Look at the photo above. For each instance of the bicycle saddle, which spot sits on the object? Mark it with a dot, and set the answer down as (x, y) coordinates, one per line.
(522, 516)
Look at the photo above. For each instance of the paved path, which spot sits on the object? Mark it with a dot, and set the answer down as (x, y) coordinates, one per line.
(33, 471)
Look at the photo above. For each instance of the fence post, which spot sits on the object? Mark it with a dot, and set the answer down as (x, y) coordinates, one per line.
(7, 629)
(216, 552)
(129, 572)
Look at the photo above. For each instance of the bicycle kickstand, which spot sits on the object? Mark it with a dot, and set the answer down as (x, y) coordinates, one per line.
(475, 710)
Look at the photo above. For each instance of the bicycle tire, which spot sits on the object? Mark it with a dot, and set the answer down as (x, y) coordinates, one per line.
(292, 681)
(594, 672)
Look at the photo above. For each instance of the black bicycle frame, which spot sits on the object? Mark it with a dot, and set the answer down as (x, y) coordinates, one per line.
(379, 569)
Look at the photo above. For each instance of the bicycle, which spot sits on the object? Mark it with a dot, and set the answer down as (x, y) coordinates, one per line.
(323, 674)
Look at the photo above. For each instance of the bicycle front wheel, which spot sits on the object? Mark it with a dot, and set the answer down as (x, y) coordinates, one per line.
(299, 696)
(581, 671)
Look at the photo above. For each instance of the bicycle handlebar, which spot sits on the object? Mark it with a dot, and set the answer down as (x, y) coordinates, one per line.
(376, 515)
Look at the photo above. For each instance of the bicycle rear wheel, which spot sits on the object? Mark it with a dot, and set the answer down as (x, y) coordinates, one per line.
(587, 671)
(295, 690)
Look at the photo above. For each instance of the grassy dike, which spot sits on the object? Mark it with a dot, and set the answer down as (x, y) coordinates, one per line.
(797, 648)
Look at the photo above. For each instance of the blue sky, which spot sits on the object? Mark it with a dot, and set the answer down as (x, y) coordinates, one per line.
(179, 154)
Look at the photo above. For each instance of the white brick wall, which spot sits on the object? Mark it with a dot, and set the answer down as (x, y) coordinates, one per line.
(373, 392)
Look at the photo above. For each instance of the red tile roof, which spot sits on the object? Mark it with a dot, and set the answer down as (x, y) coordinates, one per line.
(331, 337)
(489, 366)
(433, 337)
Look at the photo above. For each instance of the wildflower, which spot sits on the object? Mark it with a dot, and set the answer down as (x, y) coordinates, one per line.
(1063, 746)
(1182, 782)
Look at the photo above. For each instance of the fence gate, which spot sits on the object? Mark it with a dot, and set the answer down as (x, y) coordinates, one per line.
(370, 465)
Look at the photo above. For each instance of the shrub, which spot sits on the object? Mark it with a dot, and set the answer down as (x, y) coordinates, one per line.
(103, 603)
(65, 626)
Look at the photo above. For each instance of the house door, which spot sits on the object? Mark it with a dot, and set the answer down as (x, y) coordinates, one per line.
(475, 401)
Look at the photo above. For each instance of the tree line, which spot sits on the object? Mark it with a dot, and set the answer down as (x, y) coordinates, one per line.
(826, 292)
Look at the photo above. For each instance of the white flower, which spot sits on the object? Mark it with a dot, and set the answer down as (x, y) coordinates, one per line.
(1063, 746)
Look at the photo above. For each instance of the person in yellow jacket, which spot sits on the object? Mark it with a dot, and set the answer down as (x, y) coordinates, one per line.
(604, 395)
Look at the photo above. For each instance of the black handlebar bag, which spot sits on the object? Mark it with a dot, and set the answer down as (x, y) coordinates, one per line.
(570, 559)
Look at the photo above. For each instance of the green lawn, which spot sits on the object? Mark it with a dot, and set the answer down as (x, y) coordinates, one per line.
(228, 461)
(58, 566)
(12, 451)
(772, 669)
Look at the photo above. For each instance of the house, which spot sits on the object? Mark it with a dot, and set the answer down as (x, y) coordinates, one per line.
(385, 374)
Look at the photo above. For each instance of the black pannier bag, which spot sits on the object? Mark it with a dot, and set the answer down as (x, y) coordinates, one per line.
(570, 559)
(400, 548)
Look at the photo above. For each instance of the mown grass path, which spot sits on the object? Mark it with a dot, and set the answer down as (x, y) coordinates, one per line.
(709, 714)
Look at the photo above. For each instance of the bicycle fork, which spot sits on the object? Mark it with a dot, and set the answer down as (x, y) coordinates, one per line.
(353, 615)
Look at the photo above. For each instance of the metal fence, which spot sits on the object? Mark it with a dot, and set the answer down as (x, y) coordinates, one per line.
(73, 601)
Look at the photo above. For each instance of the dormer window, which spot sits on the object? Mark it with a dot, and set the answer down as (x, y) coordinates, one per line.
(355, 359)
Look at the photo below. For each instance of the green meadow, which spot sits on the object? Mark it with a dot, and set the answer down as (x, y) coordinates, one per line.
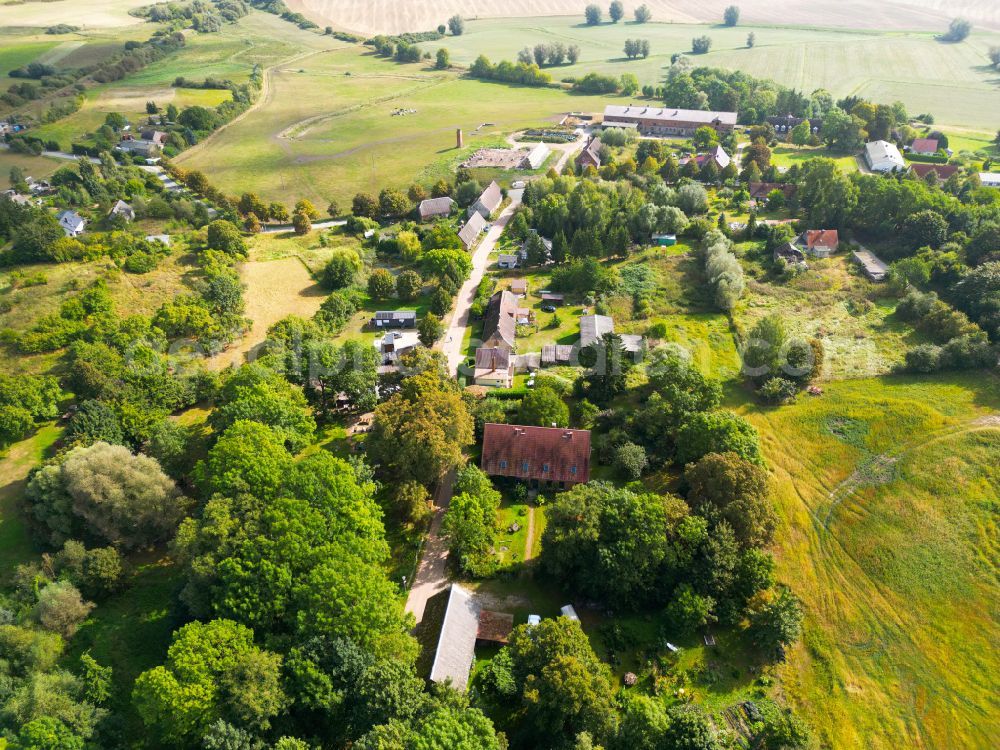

^^^^

### EXERCISE INSTRUCTIONS:
Return the material exactly as given above, picture-free.

### ANSWER TO THIS PROBLEM:
Look at the photo above. For each instance of the bicycle saddle, which spot sits on the object? Mark it with a dot, and set the answer down as (x, y) coordinates, one per line.
(522, 516)
Look at the photo above. For each instance of the paved path, which spot sits on the object? Mark it with a dot, and set the answer down as (x, y) coordinates, one per line.
(33, 471)
Look at the photo above. For each instance of the fence post, which spot sits on the object? Mark it with a dot, and set the answer down as (x, y) coordinates, one per line.
(7, 629)
(216, 552)
(129, 572)
Look at the photo above. For each instance of the bicycle kickstand, which spot sits on the object? Mark it with a dot, and set the answer down as (x, y) coordinates, one per line.
(475, 710)
Look at the photo above. For each instance of the bicycle tire, which spot sits on the object? Mark it with a dot, and set the answer down as (x, y) coordinates, one per line.
(292, 681)
(594, 672)
Look at the photo above. For each instance of the black bicycle frame, which spot sits on the object? Mark it with a dot, and set the answer down as (x, y) coordinates, one per line.
(379, 569)
Look at the photo above. For each instance of the bicycle, which spot sits on the object? Mark it with a dot, and set the answer down as (x, y) coordinates, one per line.
(323, 674)
Look at the photo above. For each instance of the bicycle front wheel, which spot sits on the object? Mark it with a dot, and set the answer down as (x, y) coordinates, one per line.
(299, 696)
(581, 671)
Look at the photo above. For each instance of the bicycle handlebar, which spot sits on the object? Mark it with a dot, and set the answer down as (x, y) coordinates, one per line.
(376, 515)
Look at the photo above. For each instance of the bicycle rear wheel, which spot sits on the object? Mark it with a dot, and set the answer down as (x, y) coordinates, one per line.
(587, 671)
(295, 690)
Look at the photo above. For each instance of the grassy dike, which spot sits on the object? Mark it with a dot, and set the answer down as (x, y) coordinates, one per line.
(797, 648)
Look at the photo above. For each instance of the blue sky, which spot sits on the object? Mark it with a dot, and set the answer down as (x, y) coordinates, one per line.
(179, 154)
Look at the photo above. For each instance of the white brick wall, which spot sits on the object? Mark it with a dot, and set the answer down as (x, y) coordinates, one per line.
(373, 392)
Look at the photo above. For each instance of the red tile roof, which spot sits on the object? Mark it with a dot, and set the answer down as (x, y) coordinates, one per line.
(331, 337)
(489, 366)
(433, 337)
Look at the photo above. For each instance of the wildflower, which spot sits on the object? Mark it with a dot, and set the answer down as (x, y) coordinates, one per line.
(1063, 746)
(1182, 782)
Look at the photo above. For each instance of the fence gate, which spot sits on the object? Mark it with a dot, and set the answer down as (x, y) coordinates, one per line.
(370, 465)
Look at the photo above. For each instance of the shrub, which spot sits on the object? Mark it with a dot, and set the answer down as (x, y) coordinates, one per line.
(103, 603)
(65, 626)
Look at the photo above. For each instance of the house door, which spot sits on the object? Mark it with a dot, and set the answer down as (x, y) coordinates, one per line.
(475, 401)
Look at the photo above. For each instance of the tree line, which spot sits on the object? Mark it with a dot, and set the answer down as (x, y) coordinates, one per line.
(826, 292)
Look at the photo above. For each instance of the white flower, which spot sits on the object? Mark it with a dot, and set the answer down as (x, y) coordinates, one per line.
(1063, 746)
Look at the photo above. For each instance of the person in yellow jacket, which spot sits on the object? Mark it with a dot, and set the answer down as (x, y) coordinates, one per line.
(604, 395)
Look at the photo above. For each instance of the black handlebar bag, which spot sits on the object? Mark it with a dot, and set the answer down as (x, y) coordinates, one per line.
(570, 559)
Look at the photo above. For each instance of the green lawn, which spot sits on the object? Mark it with a dot, and set the answer down as (x, y) coordinates, one per line.
(228, 461)
(58, 566)
(12, 451)
(772, 669)
Look at the photo above. For each instance of the house, which spot sits on the object? Mark it with a dot, and set the answer down as (x, y) coordinates, one per line.
(385, 374)
Look at the photo above. For each instance of the black pannier bag, which spot sits on the object? Mark it with a dot, and set the answer down as (x, y) coordinates, one per line.
(570, 559)
(400, 548)
Look at the photo above. For each instance of the mown grass path, which spot sits on the object? Mark it with a dot, and set the answer down as (x, y) coordinates, one per line.
(709, 714)
Look at the photo above. For each instance of the bicycle fork, which spot sits on the object? Mark it with a dot, and set the answer down as (x, y) coordinates, one per line.
(353, 615)
Look at the photo above. For each instance of the metal fence, which spot sits on the object? Mark it with a dot, and set the answer down as (x, y) coordinates, one per line.
(73, 601)
Look at the photo above. For each instance of the dormer window, which spot sits on the object? Mark it with a dot, and set the answer down as (x, y) coordinates, one per line.
(355, 359)
Look at the photo below. For each instance of the green meadow, which spot sits on the object? Mark it with a dot, and set the answer down as (x, y) coordinates, one per line.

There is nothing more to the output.